Your task is to repeat all of the material exactly.

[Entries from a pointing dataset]

+-------+

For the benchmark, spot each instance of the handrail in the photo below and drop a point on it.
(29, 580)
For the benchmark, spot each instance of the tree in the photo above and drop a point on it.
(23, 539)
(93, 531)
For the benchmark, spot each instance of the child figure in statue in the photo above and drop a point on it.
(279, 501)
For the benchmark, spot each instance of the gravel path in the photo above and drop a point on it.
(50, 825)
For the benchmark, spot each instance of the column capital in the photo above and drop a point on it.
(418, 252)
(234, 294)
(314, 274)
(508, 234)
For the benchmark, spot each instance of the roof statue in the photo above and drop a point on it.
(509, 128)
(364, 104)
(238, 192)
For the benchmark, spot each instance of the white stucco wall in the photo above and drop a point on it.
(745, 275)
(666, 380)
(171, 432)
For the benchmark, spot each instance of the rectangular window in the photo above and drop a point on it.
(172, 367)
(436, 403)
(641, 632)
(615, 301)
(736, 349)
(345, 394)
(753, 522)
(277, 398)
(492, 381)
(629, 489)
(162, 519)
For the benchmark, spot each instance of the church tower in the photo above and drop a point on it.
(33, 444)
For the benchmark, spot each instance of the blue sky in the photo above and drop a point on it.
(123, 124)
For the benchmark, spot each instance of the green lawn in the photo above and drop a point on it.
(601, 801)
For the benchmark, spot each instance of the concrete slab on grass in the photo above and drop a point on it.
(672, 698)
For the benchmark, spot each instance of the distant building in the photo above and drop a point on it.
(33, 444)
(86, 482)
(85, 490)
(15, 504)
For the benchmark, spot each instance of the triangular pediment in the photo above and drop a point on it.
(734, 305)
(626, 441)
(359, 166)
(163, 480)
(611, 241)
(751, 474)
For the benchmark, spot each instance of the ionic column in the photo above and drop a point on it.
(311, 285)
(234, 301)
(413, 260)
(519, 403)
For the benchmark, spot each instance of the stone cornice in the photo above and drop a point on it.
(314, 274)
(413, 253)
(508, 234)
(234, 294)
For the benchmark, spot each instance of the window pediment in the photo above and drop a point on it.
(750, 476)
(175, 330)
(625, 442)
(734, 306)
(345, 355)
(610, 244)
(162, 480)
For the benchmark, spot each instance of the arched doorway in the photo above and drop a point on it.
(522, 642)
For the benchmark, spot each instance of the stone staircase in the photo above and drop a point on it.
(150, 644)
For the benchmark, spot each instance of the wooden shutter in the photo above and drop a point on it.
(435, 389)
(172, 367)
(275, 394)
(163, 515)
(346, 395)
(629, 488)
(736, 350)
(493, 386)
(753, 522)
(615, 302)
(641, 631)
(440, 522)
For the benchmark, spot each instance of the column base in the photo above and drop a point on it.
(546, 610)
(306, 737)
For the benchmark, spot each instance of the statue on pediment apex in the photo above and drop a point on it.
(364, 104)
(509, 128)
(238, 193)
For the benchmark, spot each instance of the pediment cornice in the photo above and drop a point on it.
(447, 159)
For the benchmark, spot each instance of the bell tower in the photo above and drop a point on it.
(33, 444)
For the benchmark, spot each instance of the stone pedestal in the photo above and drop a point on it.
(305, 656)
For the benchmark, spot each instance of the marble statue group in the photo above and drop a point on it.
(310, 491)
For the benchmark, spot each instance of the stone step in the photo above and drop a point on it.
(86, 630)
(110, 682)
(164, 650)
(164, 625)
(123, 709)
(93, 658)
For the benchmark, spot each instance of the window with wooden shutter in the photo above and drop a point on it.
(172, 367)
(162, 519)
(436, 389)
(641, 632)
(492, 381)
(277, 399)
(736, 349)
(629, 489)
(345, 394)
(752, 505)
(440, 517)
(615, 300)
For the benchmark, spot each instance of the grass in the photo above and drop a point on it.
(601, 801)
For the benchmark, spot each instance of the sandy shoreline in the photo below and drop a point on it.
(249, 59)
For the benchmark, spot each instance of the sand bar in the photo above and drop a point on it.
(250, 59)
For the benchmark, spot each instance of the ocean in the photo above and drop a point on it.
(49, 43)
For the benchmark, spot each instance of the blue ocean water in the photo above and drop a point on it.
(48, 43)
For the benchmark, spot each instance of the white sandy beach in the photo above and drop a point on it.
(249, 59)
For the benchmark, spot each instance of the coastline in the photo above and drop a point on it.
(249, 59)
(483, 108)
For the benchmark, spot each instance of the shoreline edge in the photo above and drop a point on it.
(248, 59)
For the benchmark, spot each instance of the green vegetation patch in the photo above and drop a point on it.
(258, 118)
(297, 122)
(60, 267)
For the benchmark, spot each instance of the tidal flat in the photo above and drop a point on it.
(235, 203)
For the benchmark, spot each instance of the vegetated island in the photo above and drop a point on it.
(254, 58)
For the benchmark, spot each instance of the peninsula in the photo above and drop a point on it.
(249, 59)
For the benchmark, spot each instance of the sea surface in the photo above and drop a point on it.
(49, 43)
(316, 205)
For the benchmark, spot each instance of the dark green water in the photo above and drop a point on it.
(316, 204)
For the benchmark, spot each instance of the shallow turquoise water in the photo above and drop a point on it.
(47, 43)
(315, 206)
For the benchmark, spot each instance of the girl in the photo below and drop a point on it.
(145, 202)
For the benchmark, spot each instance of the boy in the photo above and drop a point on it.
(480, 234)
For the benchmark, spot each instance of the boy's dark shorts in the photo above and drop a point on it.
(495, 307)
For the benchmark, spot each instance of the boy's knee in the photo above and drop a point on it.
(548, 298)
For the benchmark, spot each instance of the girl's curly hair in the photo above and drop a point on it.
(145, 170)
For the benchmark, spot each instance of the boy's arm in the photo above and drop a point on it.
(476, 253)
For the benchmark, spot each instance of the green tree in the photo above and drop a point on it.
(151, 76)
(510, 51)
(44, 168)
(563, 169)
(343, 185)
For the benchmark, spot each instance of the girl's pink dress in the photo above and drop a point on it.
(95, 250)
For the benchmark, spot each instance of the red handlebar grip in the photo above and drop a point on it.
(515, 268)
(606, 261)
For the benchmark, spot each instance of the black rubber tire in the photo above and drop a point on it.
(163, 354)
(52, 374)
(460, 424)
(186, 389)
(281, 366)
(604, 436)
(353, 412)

+-------+

__Reply__
For the benchmark, spot each instance of the handrail in the photo below and drop a point on it.
(29, 580)
For the benchmark, spot each instance of the tree in the photo above and drop a point on it.
(23, 539)
(93, 531)
For the benchmark, spot each instance of the child figure in statue in the photo above and drop a point on it.
(279, 501)
For the benchmark, spot each instance of the gravel path in the photo above and drop a point on it.
(50, 825)
For the benchmark, spot each instance of the column capital in the photo above and drop a point on it.
(418, 252)
(234, 294)
(314, 274)
(508, 234)
For the benchmark, spot each instance of the roof statue in the photo above and drop a point on it.
(509, 128)
(364, 104)
(238, 192)
For the benchmark, spot each instance of the white stucco wall in the photo above and drop a point on it.
(745, 275)
(666, 380)
(171, 432)
For the benchmark, spot each instance of the rectangular window in the photo above and drop a point on it.
(172, 367)
(436, 403)
(641, 632)
(615, 301)
(736, 349)
(345, 394)
(753, 522)
(277, 398)
(492, 381)
(629, 489)
(162, 519)
For the benchmark, spot each instance of the church tower in the photo above and drop a point on it.
(33, 444)
For the benchmark, spot each instance of the blue sky in the photo above and drop a point on it.
(123, 124)
For the benchmark, spot each instance of the green lawn in the photo above and drop a point on it.
(601, 801)
For the benchmark, spot each instance of the concrete slab on grass in the photo above and drop a point on it.
(672, 698)
For the benchmark, spot each instance of the distant building in the photo above and drop a point on it.
(33, 444)
(86, 482)
(85, 490)
(15, 504)
For the benchmark, spot each instance of the triangular pediment in the photo above and drop a point on it.
(734, 305)
(626, 441)
(359, 166)
(163, 480)
(611, 241)
(751, 474)
For the benchmark, spot each instance of the ionic column in the photo above and drop a point on it.
(311, 285)
(234, 301)
(413, 260)
(519, 403)
For the benchmark, spot each instance of the stone cornice in the photo above and drop a point on it.
(314, 274)
(413, 253)
(508, 234)
(234, 294)
For the benchmark, spot each instance of the window pediment in the photo above and drop a point on it.
(750, 476)
(175, 330)
(625, 442)
(734, 306)
(345, 355)
(610, 244)
(162, 480)
For the benchmark, spot each instance of the arched doorway in the photo above and drop a point on it.
(522, 642)
For the benchmark, spot each instance of the stone staircase in the photo above and drop a point on it.
(150, 644)
For the benchmark, spot each instance of the wooden shutter in the photo above and drop a point on it.
(435, 389)
(172, 367)
(275, 394)
(163, 515)
(346, 395)
(629, 488)
(736, 350)
(493, 386)
(753, 522)
(615, 302)
(641, 631)
(440, 522)
For the benchmark, spot each instance of the column base in the photo above and drop a point on it.
(546, 610)
(306, 737)
For the benchmark, spot each instance of the statue on pediment apex in the photo above and drop a point on it.
(364, 104)
(509, 128)
(238, 193)
For the benchmark, spot each instance of the pediment cornice in the photo above and drop a point on it.
(447, 159)
For the benchmark, spot each instance of the bell tower in the photo above and drop a point on it.
(33, 444)
For the benchmark, spot each instance of the stone pedestal in the photo above and drop a point on it.
(305, 656)
For the benchmark, spot each instance of the marble statue group in the photo above and drop a point on it.
(310, 491)
For the benchmark, spot each instance of the stone step in the photo above and drop a point on it.
(86, 630)
(110, 682)
(164, 650)
(164, 625)
(123, 709)
(93, 658)
For the benchmark, spot each instance of the window with wooden shutter in the photo above and drop a point on it.
(172, 367)
(162, 519)
(436, 389)
(641, 632)
(492, 381)
(277, 399)
(736, 349)
(629, 489)
(345, 394)
(752, 505)
(440, 517)
(615, 300)
For the benchmark, spot each instance of the grass in the photo above and drop a point on it.
(601, 801)
For the benchmark, spot each instance of the sandy shoreline in the photo below and drop a point on it.
(249, 59)
For the benchmark, spot each instance of the sand bar in the photo above and drop a point on it.
(250, 59)
For the benchmark, spot each instance of the ocean in the photo above and drop a point on it.
(49, 43)
For the benchmark, spot each instance of the blue ocean water in the photo above and drop a point on it.
(48, 43)
For the benchmark, spot each instance of the white sandy beach in the photo above and drop a point on it.
(249, 59)
For the benchmark, spot each instance of the coastline in the photo above and drop a point on it.
(249, 59)
(483, 108)
For the benchmark, spot each instance of the shoreline edge in the photo above and drop a point on it.
(248, 59)
For the benchmark, spot each instance of the green vegetation patch in the photo above and drop a point on it.
(258, 118)
(297, 122)
(60, 267)
For the benchmark, spot each instance of the tidal flat in the photo above and drop a point on it.
(235, 203)
For the benchmark, spot each instance of the vegetated island in the photo above and drop a point on it.
(254, 58)
For the benchmark, spot each instance of the peninsula in the photo above and drop a point on it.
(249, 59)
For the benchmark, spot each instance of the sea surface in the photo above and drop a point on it.
(49, 43)
(316, 205)
For the benchmark, spot each instance of the dark green water in the photo above and drop a point on it.
(316, 204)
For the benchmark, spot each instance of the shallow turquoise water in the photo above and drop a point on it.
(47, 43)
(315, 206)
For the benchmark, spot each instance of the girl in the photo below and drop a point on it.
(145, 202)
For the benchmark, spot each instance of the boy in the photo above and drop a point on it.
(480, 234)
For the benchmark, spot each instance of the boy's dark shorts in the photo above and drop a point on it.
(495, 307)
For the benchmark, spot each instance of the boy's knee in the photo above and drop a point on it.
(548, 298)
For the benchmark, spot each instance of the girl's curly hair in the photo above and drop a point on it.
(145, 170)
For the benchmark, spot each instance of the boy's arm in the photo above and drop a point on it.
(476, 253)
For the benchmark, spot each instance of the green tree in the photo above and drop a point on it.
(151, 76)
(510, 51)
(44, 168)
(563, 169)
(343, 185)
For the benchmark, spot each instance of the girl's pink dress in the photo above and drop a point on it.
(95, 250)
For the benchmark, spot each instance of the red handlebar grip in the photo above and drop a point on it.
(515, 268)
(606, 261)
For the benchmark, spot each instance of the black rubber tire in the photo above and drop a point on it.
(163, 354)
(52, 374)
(460, 424)
(186, 389)
(281, 366)
(604, 436)
(353, 412)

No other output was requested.